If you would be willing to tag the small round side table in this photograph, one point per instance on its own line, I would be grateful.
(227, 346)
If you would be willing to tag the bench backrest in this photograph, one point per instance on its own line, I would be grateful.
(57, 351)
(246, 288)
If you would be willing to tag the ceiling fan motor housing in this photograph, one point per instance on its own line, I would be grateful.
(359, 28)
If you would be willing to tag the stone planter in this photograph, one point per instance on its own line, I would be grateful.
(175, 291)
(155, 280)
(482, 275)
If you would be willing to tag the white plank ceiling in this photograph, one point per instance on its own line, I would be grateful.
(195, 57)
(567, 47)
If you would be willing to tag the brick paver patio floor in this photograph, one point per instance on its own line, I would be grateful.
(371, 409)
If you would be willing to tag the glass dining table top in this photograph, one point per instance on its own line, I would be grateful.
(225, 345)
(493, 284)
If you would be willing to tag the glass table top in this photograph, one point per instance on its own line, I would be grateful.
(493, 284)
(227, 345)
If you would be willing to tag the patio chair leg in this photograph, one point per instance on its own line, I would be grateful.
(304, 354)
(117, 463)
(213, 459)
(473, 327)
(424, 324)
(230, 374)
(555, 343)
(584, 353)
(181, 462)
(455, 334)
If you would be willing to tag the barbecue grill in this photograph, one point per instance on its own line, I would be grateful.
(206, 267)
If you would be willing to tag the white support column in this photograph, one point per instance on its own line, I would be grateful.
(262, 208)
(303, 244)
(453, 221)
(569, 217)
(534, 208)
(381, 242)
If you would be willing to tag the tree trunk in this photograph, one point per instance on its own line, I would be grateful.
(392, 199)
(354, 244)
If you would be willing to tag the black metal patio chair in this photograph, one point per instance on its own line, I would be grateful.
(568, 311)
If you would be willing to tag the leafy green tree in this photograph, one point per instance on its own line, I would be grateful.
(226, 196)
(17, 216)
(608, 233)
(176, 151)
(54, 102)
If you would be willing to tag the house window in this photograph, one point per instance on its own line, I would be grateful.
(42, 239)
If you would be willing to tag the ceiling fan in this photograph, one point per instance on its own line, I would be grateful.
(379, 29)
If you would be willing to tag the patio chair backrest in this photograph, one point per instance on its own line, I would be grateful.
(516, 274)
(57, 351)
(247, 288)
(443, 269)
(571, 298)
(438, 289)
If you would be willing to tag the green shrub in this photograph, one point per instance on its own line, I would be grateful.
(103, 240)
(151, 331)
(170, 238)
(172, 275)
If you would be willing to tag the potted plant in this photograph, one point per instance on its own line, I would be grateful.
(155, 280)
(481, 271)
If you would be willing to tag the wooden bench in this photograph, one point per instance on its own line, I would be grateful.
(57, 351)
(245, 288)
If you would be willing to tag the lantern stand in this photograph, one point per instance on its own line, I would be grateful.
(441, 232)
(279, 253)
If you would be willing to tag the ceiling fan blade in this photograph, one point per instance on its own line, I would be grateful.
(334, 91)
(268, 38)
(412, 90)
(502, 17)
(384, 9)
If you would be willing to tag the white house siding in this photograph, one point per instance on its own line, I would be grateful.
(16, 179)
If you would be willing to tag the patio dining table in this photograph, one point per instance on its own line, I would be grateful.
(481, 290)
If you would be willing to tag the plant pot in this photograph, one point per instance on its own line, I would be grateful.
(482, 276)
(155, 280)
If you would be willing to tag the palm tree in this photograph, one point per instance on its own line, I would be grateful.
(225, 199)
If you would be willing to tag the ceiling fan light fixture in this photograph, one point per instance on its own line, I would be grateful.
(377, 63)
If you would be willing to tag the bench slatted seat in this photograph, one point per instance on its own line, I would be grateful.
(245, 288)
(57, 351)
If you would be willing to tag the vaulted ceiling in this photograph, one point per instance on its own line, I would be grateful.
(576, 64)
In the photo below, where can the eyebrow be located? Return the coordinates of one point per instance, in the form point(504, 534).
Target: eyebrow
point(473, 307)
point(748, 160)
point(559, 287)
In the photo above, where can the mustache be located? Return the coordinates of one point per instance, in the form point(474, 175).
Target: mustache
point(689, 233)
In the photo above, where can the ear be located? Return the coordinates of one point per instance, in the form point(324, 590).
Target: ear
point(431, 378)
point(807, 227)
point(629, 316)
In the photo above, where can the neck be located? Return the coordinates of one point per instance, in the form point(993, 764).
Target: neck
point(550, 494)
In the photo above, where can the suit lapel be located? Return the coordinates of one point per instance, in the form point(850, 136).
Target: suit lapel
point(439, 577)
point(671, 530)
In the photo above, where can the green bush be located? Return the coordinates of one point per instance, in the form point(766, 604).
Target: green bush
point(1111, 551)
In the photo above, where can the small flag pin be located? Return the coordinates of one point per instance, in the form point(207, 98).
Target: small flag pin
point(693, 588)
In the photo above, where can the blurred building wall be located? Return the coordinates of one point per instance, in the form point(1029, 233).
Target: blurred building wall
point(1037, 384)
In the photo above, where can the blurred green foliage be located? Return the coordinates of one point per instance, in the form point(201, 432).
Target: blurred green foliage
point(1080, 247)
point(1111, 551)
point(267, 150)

.....

◆ SHORT TASK: Rewrite the records above from the line containing "In the photo below, where" up to and including the line containing "point(559, 287)", requests included, and decrease each coordinate in the answers by 3. Leave the numbers in the requests, including their format samples, unchanged.

◆ WRITTEN ANSWER:
In the photo below, where can the eyebrow be located? Return the coordinates of one point per instance, in the form point(504, 534).
Target: eyebrow
point(470, 304)
point(745, 157)
point(556, 284)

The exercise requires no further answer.